Given instruction 1:
Repeat the passage of the text analysis document word for word, starting at "### 1.3. Extracting" and ending at "a positive number.".
Given instruction 2:
Gather every line of the records that contains the word "field".

Document passage:
-- BEGIN --
Good luck with your assignment!


# Text Analysis

## Objective
The objective of this document is to explain the methodology adopted for performing text analysis to derive sentimental opinions, sentiment scores, readability, passive words, personal pronouns, and other metrics.

## Table of Contents
1. [Sentimental Analysis](#sentimental-analysis) - 2
    1.1. [Cleaning using Stop Words Lists](#cleaning-using-stop-words-lists) - 2
    1.2. [Creating Dictionary of Positive and Negative Words](#creating-dictionary-of-positive-and-negative-words) - 2
    1.3. [Extracting Derived Variables](#extracting-derived-variables) - 2
2. [Analysis of Readability](#analysis-of-readability) - 3
3. [Average Number of Words Per Sentence](#average-number-of-words-per-sentence) - 3
4. [Complex Word Count](#complex-word-count) - 3
5. [Word Count](#word-count) - 3
6. [Syllable Count Per Word](#syllable-count-per-word) - 4
7. [Personal Pronouns](#personal-pronouns) - 4
8. [Average Word Length](#average-word-length) - 4

## 1. Sentimental Analysis
Sentimental analysis involves determining whether a piece of writing is positive, negative, or neutral. The following algorithm is designed for use in Financial Texts:

### 1.1. Cleaning using Stop Words Lists
- **Purpose**: To clean the text so that Sentiment Analysis can be performed by excluding the words found in the Stop Words List.
- **Source**: Stop Words Lists (located in the `StopWords` folder).

### 1.2. Creating Dictionary of Positive and Negative Words
- **Purpose**: To create a dictionary of Positive and Negative words.
- **Source**: Master Dictionary (located in the `MasterDictionary` folder).
- **Process**: Add words to the dictionary only if they are not found in the Stop Words Lists.

### 1.3. Extracting Derived Variables
Convert the text into a list of tokens using the NLTK tokenize module and calculate the following variables:
- **Positive Score**: Assign a value of +1 for each word found in the Positive Dictionary and sum all values.
- **Negative Score**: Assign a value of -1 for each word found in the Negative Dictionary, then sum all values and multiply by -1 to get a positive number.
- **Polarity Score**: Determines if the text is positive or negative:
  \[
  \text{Polarity Score} = \frac{\text{Positive Score} - \text{Negative Score}}{\text{Positive Score} + \text{Negative Score} + 0.000001}
  \]
  Range: -1 to +1
- **Subjectivity Score**: Determines if the text is objective or subjective:
  \[
  \text{Subjectivity Score} = \frac{\text{Positive Score} + \text{Negative Score}}{\text{Total Words after cleaning} + 0.000001}
  \]
  Range: 0 to +1

## 2. Analysis of Readability
Readability is calculated using the Gunning Fox Index formula:
- **Average Sentence Length**: Number of words / Number of sentences
- **Percentage of Complex Words**: Number of complex words / Number of words
- **Fog Index**:
  \[
  \text{Fog Index} = 0.4 \times (\text{Average Sentence Length} + \text{Percentage of Complex Words})
-- END --
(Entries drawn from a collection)
-- BEGIN --
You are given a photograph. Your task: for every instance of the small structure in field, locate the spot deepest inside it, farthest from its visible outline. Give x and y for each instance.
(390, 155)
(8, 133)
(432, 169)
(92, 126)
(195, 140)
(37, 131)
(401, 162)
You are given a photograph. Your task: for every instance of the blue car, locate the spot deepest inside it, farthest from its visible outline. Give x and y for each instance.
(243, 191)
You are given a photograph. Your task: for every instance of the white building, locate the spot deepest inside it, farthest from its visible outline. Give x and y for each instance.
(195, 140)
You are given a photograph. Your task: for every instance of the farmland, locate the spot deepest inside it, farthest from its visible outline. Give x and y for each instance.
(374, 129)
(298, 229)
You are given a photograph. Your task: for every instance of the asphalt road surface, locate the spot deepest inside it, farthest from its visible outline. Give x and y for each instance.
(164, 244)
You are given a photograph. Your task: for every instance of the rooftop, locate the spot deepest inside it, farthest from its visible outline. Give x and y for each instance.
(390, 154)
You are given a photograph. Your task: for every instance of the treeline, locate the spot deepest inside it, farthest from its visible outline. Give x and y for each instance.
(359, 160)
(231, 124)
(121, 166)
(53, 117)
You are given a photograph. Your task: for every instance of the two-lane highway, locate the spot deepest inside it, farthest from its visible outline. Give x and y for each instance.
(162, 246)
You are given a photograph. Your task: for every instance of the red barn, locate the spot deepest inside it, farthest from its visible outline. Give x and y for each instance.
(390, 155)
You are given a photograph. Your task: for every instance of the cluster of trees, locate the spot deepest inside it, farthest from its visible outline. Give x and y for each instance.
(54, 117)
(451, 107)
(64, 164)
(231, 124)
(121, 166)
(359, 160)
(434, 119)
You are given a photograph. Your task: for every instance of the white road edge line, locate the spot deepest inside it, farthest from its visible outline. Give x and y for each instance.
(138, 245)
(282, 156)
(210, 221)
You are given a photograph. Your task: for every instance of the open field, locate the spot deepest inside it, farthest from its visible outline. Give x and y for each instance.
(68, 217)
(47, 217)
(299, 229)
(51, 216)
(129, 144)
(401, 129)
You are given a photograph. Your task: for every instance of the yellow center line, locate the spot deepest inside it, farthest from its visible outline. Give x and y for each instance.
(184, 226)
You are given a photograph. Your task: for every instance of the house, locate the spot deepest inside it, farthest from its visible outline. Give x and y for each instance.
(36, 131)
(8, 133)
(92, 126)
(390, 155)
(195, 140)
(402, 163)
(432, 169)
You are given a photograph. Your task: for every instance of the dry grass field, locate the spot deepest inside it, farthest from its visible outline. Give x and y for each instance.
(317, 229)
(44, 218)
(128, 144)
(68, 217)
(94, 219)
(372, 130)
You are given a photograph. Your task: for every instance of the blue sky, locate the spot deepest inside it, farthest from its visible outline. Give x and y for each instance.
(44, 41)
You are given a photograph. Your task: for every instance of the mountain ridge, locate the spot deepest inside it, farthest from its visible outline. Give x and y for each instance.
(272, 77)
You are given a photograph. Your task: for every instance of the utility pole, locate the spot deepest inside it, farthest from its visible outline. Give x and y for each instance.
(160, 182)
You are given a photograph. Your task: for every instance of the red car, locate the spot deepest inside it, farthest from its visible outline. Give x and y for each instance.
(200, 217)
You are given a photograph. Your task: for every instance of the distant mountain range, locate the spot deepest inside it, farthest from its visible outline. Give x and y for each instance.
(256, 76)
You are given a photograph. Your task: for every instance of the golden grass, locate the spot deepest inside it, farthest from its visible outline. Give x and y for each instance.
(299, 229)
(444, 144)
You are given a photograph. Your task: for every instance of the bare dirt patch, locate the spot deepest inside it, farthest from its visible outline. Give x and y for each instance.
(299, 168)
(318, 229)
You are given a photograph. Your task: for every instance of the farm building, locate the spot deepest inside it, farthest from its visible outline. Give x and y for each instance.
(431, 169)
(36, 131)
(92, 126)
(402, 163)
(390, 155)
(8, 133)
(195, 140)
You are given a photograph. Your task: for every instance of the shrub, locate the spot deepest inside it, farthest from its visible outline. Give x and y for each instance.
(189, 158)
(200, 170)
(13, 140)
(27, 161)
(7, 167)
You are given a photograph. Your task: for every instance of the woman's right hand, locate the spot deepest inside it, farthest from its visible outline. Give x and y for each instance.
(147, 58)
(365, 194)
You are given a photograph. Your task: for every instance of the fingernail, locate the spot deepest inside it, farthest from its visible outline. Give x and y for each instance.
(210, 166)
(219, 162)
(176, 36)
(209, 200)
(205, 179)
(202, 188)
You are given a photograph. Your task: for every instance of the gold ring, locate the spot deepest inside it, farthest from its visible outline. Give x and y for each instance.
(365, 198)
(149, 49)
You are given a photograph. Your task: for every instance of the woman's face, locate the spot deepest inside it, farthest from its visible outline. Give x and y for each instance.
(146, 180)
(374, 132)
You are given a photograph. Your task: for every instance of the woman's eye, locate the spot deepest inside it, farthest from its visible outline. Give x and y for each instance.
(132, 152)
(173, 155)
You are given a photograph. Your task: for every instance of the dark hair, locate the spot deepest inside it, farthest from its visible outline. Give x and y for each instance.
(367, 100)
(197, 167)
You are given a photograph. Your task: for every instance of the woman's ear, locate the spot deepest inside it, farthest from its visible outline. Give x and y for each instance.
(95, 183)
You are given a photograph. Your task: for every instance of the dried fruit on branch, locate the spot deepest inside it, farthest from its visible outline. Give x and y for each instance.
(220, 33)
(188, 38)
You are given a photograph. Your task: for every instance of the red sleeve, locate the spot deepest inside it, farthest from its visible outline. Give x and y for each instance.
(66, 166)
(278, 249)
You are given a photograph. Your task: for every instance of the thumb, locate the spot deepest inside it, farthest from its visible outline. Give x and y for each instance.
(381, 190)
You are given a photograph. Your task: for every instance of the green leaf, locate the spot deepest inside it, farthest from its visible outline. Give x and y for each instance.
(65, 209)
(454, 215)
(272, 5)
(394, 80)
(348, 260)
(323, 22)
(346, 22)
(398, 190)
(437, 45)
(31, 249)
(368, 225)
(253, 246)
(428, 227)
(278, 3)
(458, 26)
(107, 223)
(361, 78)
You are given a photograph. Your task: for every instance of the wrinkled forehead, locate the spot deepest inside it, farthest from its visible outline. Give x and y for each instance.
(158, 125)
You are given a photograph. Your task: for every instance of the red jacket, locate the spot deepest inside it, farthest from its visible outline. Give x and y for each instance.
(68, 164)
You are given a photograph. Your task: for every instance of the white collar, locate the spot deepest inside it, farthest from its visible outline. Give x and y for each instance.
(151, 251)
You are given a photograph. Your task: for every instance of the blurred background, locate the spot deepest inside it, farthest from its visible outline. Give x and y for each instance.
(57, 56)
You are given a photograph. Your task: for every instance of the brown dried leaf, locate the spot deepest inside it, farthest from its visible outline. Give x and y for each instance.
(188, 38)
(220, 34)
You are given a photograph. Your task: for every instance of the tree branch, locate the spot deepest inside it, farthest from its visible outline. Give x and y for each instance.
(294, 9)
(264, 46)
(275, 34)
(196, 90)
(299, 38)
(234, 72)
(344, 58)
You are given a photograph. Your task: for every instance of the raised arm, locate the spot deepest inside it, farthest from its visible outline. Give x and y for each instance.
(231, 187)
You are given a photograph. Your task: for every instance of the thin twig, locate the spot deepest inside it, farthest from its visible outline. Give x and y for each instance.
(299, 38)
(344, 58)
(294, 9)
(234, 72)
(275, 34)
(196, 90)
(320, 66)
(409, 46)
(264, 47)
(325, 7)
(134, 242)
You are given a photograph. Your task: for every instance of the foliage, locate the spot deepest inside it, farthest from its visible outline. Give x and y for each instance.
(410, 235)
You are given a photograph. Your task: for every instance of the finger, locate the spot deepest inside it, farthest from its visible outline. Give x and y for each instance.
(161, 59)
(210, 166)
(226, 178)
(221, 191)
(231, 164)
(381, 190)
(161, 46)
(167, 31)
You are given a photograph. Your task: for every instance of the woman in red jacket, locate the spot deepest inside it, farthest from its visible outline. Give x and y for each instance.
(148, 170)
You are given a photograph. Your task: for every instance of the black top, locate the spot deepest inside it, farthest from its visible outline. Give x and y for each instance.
-- END --
Result 1:
### 1.3. Extracting Derived Variables
Convert the text into a list of tokens using the NLTK tokenize module and calculate the following variables:
- **Positive Score**: Assign a value of +1 for each word found in the Positive Dictionary and sum all values.
- **Negative Score**: Assign a value of -1 for each word found in the Negative Dictionary, then sum all values and multiply by -1 to get a positive number.

Result 2:
You are given a photograph. Your task: for every instance of the small structure in field, locate the spot deepest inside it, farthest from its visible outline. Give x and y for each instance.
You are given a photograph. Your task: for every instance of the open field, locate the spot deepest inside it, farthest from its visible outline. Give x and y for each instance.
You are given a photograph. Your task: for every instance of the dry grass field, locate the spot deepest inside it, farthest from its visible outline. Give x and y for each instance.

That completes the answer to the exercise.